### Supplied material ###
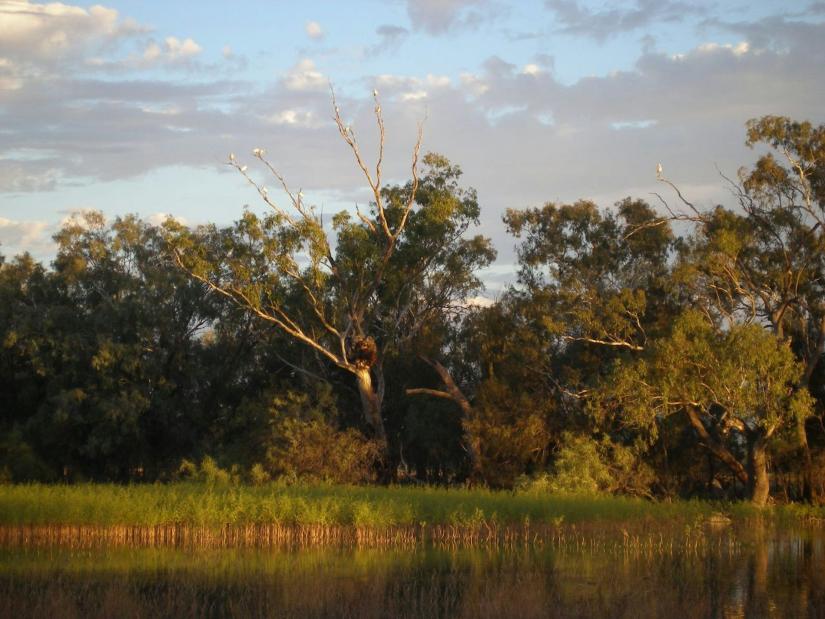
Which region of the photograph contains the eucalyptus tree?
[590,310,812,505]
[505,198,677,397]
[167,96,495,450]
[661,116,825,499]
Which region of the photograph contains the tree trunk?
[354,367,387,447]
[796,419,819,503]
[685,406,750,487]
[796,318,825,503]
[748,432,771,507]
[407,356,484,482]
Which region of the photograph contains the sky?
[0,0,825,290]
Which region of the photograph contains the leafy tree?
[663,116,825,499]
[167,103,495,460]
[591,310,811,505]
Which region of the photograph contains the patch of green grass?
[0,482,825,527]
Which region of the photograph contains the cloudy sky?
[0,0,825,290]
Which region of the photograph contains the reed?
[0,483,823,549]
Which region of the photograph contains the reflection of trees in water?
[0,533,825,619]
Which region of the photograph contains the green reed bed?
[0,483,724,527]
[0,483,821,551]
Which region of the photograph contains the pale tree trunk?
[748,432,771,507]
[796,318,825,503]
[685,406,750,487]
[353,367,387,447]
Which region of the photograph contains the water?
[0,530,825,619]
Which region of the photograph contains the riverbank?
[0,483,825,527]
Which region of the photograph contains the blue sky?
[0,0,825,290]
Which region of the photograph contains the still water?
[0,529,825,619]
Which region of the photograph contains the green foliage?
[266,419,381,484]
[518,432,655,496]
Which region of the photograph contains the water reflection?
[0,531,825,619]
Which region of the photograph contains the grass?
[0,483,736,527]
[0,482,824,548]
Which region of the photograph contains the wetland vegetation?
[0,115,825,617]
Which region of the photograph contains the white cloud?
[696,41,751,56]
[146,212,187,226]
[263,109,319,127]
[283,58,328,91]
[0,217,49,246]
[407,0,497,35]
[0,0,144,63]
[304,21,324,39]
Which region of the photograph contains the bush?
[267,419,380,484]
[518,432,654,496]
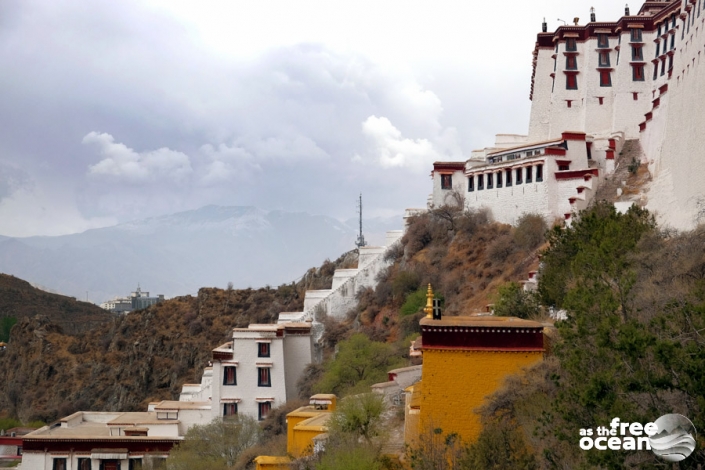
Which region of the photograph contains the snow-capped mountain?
[0,206,402,303]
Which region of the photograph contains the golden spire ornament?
[423,282,434,318]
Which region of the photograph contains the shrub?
[514,214,548,250]
[494,282,541,318]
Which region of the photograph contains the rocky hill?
[0,253,357,422]
[0,209,545,421]
[0,274,113,334]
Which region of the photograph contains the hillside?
[0,274,113,339]
[0,254,357,422]
[0,207,543,421]
[0,206,400,303]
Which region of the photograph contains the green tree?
[314,333,404,396]
[329,393,385,444]
[167,416,262,470]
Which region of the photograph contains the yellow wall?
[419,349,543,442]
[286,407,320,457]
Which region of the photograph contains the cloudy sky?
[0,0,628,236]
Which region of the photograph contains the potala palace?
[13,0,705,470]
[429,0,705,229]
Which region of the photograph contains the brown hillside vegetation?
[0,207,545,421]
[0,253,357,422]
[0,274,113,334]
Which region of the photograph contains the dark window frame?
[441,174,453,189]
[632,64,645,82]
[600,70,612,87]
[257,367,272,387]
[597,33,610,48]
[257,343,272,357]
[223,366,237,385]
[257,401,272,421]
[223,402,237,418]
[565,73,578,90]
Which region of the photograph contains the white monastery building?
[429,0,705,229]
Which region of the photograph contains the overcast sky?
[0,0,628,236]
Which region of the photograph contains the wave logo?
[649,414,696,462]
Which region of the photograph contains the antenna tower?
[355,193,367,248]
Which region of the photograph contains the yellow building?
[405,315,544,445]
[255,393,337,470]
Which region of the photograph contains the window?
[599,51,610,67]
[259,401,272,421]
[223,366,237,385]
[632,46,644,60]
[600,70,612,86]
[223,403,237,417]
[257,343,269,357]
[597,33,610,47]
[441,175,453,189]
[565,73,578,90]
[257,367,272,387]
[565,55,578,70]
[632,64,644,82]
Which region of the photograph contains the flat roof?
[154,400,211,412]
[419,315,543,328]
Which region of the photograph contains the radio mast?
[355,193,367,248]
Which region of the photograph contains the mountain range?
[0,206,402,303]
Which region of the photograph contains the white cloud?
[354,116,439,171]
[0,184,117,237]
[82,132,193,182]
[200,144,261,186]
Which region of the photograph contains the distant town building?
[100,285,164,313]
[179,322,313,420]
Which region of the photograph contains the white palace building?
[429,0,705,229]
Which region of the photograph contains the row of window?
[468,165,543,192]
[223,366,272,387]
[223,401,272,421]
[51,457,161,470]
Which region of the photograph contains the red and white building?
[429,0,705,228]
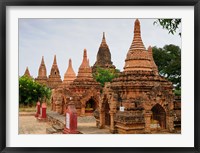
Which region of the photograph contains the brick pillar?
[110,112,115,133]
[99,109,105,129]
[144,111,152,133]
[168,110,174,132]
[81,104,85,116]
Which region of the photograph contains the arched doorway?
[85,98,97,114]
[105,100,110,126]
[151,104,166,129]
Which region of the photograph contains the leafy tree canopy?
[152,44,181,90]
[93,67,120,87]
[19,76,51,106]
[154,19,181,36]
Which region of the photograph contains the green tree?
[152,44,181,90]
[154,19,181,36]
[93,67,119,87]
[19,76,51,106]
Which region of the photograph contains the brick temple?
[24,19,181,134]
[97,19,174,134]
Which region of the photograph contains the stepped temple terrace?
[20,19,181,134]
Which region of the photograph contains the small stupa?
[48,55,62,89]
[35,56,47,85]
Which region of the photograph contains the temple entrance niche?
[85,97,97,114]
[105,100,110,126]
[151,104,166,129]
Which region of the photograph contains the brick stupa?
[92,33,115,73]
[23,66,31,77]
[48,55,62,89]
[62,59,76,86]
[35,56,47,85]
[99,19,174,134]
[69,49,101,116]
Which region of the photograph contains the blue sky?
[19,19,181,79]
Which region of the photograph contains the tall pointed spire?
[24,66,31,77]
[63,59,76,85]
[129,19,145,51]
[48,55,62,89]
[35,56,47,85]
[38,56,47,77]
[77,49,93,80]
[101,32,107,46]
[53,55,57,65]
[92,32,115,73]
[80,49,90,67]
[124,19,153,71]
[148,46,158,75]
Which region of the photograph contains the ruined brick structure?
[47,55,62,89]
[69,49,101,116]
[96,19,174,134]
[25,19,181,134]
[92,33,115,73]
[35,56,47,85]
[51,49,100,116]
[62,59,76,87]
[23,67,31,77]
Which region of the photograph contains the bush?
[19,76,51,106]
###
_Problem description_
Update the rows starting at the first row and ending at the line containing "[0,529,825,619]", replacing "photograph" with "image" and leaving everything else unchanged. Leave the pictures out of your answer.

_Response to the exercise_
Which region of the image contains the eucalyptus tree?
[590,310,812,505]
[505,198,677,397]
[167,96,495,450]
[661,116,825,499]
Which region of the image contains the tree trunk?
[354,367,387,447]
[796,419,819,503]
[685,406,750,487]
[796,318,825,503]
[748,432,771,507]
[407,356,484,482]
Which region of the image contains the sky?
[0,0,825,290]
Which region of the image contains the leafy tree?
[663,116,825,499]
[167,103,495,460]
[591,310,811,505]
Which region of the image contains the patch of green grass?
[0,482,825,527]
Which region of the image contains the cloudy sky?
[0,0,825,290]
Which region of the image contains the reed?
[0,483,823,549]
Which region of the image contains the reflection of trees in water?
[0,533,825,619]
Which region of the image contains the green reed bed?
[0,483,724,527]
[0,483,821,551]
Which region of the image contains the pale tree trunk?
[748,432,771,507]
[796,318,825,503]
[685,406,750,487]
[353,367,387,447]
Which region of the image contains the water?
[0,530,825,619]
Which region of the image contains the riverbank?
[0,483,825,527]
Which region of the image contains the blue sky?
[0,0,825,290]
Which region of the image contains the still water?
[0,529,825,619]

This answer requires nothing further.